**SELECTED EXCERPT**:
In the past several months, our lung cancer community has suffered some devastating blows. We have lost quite a few of our most energetic and exciting advocates. Even with all the research and new treatments, death is still a part of cancer. Unfortunately, there comes a time as an advocate when we have to take a deep breath and step back to ground ourselves and get back to our purpose.
Dedicating my time to helping others
I ask myself quite frequently, "why me?" but I already know the answer to that. My upbringing, losing 8 aunts and uncles to cancer, and ultimately my diagnosis of lung cancer brought me to the point in my life where it is most gratifying to me to help others that I see struggling with their new diagnosis. I cannot change their physical health, but I feel I can help bring them some stability in their mental health.
We all go through the same things -- denial, anger, determination, fear -- and we need to know that it does happen to everyone. I have spent the past 5 years and 10 months helping others feel some type of positive feelings while entering this journey.
Take a break if you need it
But when you lose a person a month, for multiple months in a row, it can be quite depressing. It is times like that that we as advocates, need to take a step back for a month, a few months or even longer. Whatever makes you feel energized again. Don't let sadness get you down for long -- don't stay sad -- many of those whom we have lost were strong advocates while going through treatments. Use their life as support for you to keep going.
I have taken a step back this past month or so to regroup my thoughts in my head. No advocacy. No mentoring new patients. Just mentoring myself and getting myself ready to tackle my journey and continue on. I, personally, am currently in the process of determining what treatment to switch to, so this is a good time for me to become a recluse and do my research on what's out there, what is new, what is promising and how I can help others.
Don't put life on hold
Let me take this moment to state, this is not just for patients but for our caregivers as well. This disease is just as hard, if not harder, on our caregiver(s) and we must give them the same consideration. Just because we have cancer, daily life does not end. We still have families to care for, some of us still work, and above all, life to be lived. Use this time wisely. Find a way to continue to do what you want to do while finding a way to do what you must do.
Editor’s Note: We are extremely saddened to say that on January 28, 2020, Jennifer Toth passed away. Jennifer was a passionate advocate for the Lung Cancer community. She will be deeply missed.

**ENTRIES PROVIDED**:
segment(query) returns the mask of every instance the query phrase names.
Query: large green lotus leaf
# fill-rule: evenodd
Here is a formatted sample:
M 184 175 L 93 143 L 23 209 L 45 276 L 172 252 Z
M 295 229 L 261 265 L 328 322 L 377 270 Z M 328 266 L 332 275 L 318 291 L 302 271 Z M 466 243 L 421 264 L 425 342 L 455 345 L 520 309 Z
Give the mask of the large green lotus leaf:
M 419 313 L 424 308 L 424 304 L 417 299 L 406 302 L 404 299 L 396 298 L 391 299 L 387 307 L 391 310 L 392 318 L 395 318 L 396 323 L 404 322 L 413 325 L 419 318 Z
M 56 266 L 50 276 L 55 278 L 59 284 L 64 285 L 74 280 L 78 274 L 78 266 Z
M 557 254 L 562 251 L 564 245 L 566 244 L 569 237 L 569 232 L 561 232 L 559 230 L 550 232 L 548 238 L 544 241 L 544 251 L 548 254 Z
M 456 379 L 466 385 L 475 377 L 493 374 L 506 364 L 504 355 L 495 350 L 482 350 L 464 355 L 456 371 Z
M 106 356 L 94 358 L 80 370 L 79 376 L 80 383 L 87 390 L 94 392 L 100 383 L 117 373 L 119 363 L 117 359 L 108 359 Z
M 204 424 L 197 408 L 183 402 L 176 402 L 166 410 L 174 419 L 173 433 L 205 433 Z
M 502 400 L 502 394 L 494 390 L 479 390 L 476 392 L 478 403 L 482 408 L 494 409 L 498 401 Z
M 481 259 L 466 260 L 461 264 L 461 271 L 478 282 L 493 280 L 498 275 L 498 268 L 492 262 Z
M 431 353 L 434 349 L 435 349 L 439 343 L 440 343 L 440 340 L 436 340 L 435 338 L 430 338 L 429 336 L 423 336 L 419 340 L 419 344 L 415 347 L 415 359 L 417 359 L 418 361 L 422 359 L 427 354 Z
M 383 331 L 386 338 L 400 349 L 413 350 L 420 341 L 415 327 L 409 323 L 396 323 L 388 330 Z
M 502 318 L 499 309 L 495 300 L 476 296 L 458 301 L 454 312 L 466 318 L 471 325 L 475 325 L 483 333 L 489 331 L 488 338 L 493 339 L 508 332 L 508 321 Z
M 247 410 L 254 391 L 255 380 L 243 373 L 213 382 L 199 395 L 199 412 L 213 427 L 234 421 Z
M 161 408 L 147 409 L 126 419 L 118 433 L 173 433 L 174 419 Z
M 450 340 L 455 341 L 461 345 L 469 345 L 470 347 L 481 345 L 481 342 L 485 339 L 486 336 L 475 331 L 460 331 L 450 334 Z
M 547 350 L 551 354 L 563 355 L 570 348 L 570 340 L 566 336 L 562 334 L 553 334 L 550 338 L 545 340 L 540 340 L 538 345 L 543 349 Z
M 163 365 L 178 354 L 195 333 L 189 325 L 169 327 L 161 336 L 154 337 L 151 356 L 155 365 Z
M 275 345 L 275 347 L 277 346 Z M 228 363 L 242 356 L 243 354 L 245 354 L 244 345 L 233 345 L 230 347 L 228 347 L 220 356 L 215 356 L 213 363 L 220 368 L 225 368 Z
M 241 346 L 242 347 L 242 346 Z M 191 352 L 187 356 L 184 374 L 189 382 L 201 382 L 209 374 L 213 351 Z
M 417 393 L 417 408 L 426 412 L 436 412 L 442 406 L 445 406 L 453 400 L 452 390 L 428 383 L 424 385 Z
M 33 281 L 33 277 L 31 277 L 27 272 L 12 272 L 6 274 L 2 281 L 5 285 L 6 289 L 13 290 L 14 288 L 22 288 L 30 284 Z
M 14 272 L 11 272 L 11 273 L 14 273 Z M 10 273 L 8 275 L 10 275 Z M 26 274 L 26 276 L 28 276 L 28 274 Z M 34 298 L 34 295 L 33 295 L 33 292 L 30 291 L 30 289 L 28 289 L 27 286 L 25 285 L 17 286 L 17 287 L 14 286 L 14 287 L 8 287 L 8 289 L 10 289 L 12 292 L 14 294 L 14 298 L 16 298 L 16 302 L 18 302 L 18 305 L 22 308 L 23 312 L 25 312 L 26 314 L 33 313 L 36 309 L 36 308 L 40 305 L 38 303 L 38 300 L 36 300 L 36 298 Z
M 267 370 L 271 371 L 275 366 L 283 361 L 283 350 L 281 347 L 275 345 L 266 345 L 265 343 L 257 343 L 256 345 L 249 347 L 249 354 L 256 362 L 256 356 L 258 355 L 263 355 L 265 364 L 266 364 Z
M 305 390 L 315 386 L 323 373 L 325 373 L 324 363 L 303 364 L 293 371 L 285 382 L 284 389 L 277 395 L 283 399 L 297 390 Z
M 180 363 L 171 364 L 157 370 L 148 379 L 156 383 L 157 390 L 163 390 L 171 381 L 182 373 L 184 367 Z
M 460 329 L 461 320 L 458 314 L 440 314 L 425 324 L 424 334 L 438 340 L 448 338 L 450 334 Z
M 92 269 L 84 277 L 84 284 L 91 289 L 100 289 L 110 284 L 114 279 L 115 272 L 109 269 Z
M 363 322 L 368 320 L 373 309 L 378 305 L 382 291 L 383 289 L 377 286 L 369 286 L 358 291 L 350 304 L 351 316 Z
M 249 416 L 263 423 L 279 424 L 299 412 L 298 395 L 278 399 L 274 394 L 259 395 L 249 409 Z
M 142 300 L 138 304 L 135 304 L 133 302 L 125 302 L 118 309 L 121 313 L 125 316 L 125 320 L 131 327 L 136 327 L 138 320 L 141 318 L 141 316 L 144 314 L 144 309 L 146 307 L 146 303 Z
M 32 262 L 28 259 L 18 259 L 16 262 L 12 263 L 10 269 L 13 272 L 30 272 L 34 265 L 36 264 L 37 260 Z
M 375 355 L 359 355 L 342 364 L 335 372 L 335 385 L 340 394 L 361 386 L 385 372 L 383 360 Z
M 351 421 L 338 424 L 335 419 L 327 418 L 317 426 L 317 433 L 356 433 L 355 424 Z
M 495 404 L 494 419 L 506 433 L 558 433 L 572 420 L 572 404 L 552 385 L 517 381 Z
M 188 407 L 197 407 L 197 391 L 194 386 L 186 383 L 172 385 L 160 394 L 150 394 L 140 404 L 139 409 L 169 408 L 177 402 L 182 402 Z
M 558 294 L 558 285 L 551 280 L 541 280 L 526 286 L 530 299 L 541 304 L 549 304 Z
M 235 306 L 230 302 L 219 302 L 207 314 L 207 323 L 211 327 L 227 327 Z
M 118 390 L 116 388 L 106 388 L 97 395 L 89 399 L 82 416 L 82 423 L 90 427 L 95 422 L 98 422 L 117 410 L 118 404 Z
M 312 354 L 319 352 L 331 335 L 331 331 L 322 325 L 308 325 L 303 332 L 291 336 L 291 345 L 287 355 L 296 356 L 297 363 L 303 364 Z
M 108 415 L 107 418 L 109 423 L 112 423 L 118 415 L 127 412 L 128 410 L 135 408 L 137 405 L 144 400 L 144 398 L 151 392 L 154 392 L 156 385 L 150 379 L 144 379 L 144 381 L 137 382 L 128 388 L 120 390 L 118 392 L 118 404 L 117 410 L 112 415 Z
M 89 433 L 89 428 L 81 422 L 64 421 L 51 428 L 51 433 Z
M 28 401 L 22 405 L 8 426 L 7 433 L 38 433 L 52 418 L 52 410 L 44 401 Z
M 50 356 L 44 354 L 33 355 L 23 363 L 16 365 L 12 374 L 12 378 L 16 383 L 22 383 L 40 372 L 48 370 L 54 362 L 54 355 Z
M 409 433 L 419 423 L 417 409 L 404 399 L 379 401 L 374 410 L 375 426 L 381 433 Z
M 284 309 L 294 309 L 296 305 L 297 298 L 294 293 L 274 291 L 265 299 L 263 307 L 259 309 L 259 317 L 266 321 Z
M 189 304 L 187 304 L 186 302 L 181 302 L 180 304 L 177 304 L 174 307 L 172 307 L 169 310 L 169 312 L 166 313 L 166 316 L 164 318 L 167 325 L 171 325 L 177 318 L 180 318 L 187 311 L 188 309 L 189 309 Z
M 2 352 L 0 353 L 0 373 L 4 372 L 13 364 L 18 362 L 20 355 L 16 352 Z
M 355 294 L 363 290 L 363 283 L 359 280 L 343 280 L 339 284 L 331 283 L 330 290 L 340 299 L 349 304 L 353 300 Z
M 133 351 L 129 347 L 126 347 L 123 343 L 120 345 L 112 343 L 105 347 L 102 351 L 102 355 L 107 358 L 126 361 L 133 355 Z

**EXERCISE REQUIREMENTS**:
1. Rewrite the lung cancer advocacy piece starting at "Dedicating my time" and ending at "their mental health.", changing "stability" to "balance".
2. In the lung cancer advocacy piece, how long has the writer spent helping others feel positive while starting this journey?

**ANSWERS TO THIS EXERCISE**:
1.
Dedicating my time to helping others
I ask myself quite frequently, "why me?" but I already know the answer to that. My upbringing, losing 8 aunts and uncles to cancer, and ultimately my diagnosis of lung cancer brought me to the point in my life where it is most gratifying to me to help others that I see struggling with their new diagnosis. I cannot change their physical health, but I feel I can help bring them some balance in their mental health.

2. 5 years and 10 months.